* TESTO MOSTRATO *
************

Non è così, francamente, che si aiuta il presidente del Consiglio nel suo lavoro, a casa o in trasferta, dove per fortuna le abituali risse fra i partiti italiani nelle maggioranze di turno qualche volta riescono a passare inosservate, ma non sempre. E se un certo livello di guardia venisse superato, a prevenire o limitare i danni potrebbe non essere più sufficiente neppure il credito personale di cui Draghi gode con i suoi interlocutori, al di qua e al di là dell’Atlantico.
E’ come se ai tempi della tanto e ingiustamente bistrattata prima Repubblica, quando la Dc, rimasta priva dei suoi tradizionali alleati di centro e di centrosinistra, fu costretta ad una “tregua parlamentare” col Pci di Enrico Berlinguer, raggiunta per spirito di dichiarata “solidarietà nazionale”, si fosse vantata dei voti che costava ai comunisti l’appoggio esterno ai governi monocolori di Giulio Andreotti.

************

* RECORD FORNITI *

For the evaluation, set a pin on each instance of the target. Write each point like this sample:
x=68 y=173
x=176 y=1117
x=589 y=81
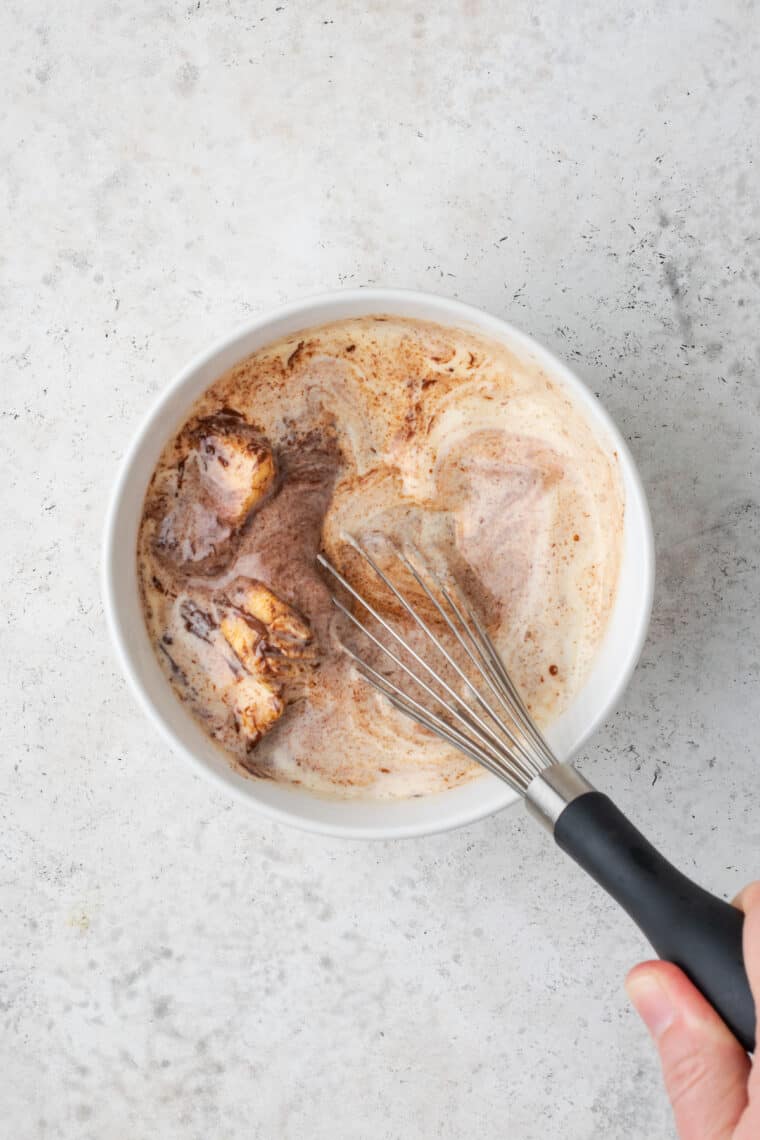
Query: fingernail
x=652 y=1002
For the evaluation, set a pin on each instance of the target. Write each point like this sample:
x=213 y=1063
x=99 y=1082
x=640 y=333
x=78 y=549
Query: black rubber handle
x=685 y=923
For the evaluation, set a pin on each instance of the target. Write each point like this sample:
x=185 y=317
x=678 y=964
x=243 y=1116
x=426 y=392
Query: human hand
x=712 y=1085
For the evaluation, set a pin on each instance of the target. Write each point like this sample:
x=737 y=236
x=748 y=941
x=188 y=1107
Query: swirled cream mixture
x=366 y=426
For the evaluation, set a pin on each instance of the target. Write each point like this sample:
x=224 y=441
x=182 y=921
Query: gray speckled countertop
x=171 y=966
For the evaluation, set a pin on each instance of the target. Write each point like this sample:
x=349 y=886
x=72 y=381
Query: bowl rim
x=378 y=299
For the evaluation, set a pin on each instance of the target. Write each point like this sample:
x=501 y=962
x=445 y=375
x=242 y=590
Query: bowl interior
x=611 y=670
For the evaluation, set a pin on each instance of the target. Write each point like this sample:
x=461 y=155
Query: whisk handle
x=686 y=925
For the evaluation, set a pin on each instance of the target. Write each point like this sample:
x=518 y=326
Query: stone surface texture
x=171 y=966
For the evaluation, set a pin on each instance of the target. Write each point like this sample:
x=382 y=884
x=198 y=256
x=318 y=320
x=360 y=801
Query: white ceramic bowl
x=368 y=819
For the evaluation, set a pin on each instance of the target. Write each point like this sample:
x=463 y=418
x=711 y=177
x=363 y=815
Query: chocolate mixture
x=369 y=426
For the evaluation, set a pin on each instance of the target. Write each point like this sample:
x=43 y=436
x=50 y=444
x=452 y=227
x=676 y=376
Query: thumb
x=704 y=1067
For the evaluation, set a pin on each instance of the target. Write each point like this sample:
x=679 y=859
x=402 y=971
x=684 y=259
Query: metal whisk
x=462 y=692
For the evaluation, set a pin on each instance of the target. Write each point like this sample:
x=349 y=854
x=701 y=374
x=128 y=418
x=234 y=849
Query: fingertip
x=749 y=896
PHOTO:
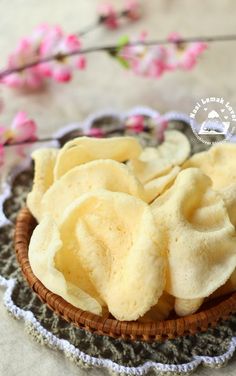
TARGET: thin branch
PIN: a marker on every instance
(99, 22)
(80, 133)
(114, 48)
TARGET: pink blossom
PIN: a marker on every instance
(1, 154)
(149, 61)
(108, 16)
(183, 55)
(95, 132)
(132, 9)
(23, 54)
(136, 123)
(62, 68)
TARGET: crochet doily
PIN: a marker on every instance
(183, 355)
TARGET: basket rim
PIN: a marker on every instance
(128, 330)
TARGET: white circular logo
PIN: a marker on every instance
(213, 120)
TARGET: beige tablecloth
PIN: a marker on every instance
(105, 84)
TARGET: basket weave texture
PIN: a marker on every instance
(134, 331)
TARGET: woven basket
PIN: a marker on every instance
(135, 331)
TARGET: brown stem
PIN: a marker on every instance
(113, 49)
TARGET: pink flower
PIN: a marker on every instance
(62, 68)
(108, 16)
(23, 54)
(95, 132)
(44, 41)
(183, 55)
(145, 61)
(1, 154)
(132, 10)
(136, 123)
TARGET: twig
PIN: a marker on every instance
(113, 49)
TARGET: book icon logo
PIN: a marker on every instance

************

Puoi trascrivere fedelmente, dal testo mostrato, tutto ciò che va da "Non è così, francamente, che" fino a "di là dell’Atlantico."?

* RISPOSTA AL COMPITO *
Non è così, francamente, che si aiuta il presidente del Consiglio nel suo lavoro, a casa o in trasferta, dove per fortuna le abituali risse fra i partiti italiani nelle maggioranze di turno qualche volta riescono a passare inosservate, ma non sempre. E se un certo livello di guardia venisse superato, a prevenire o limitare i danni potrebbe non essere più sufficiente neppure il credito personale di cui Draghi gode con i suoi interlocutori, al di qua e al di là dell’Atlantico.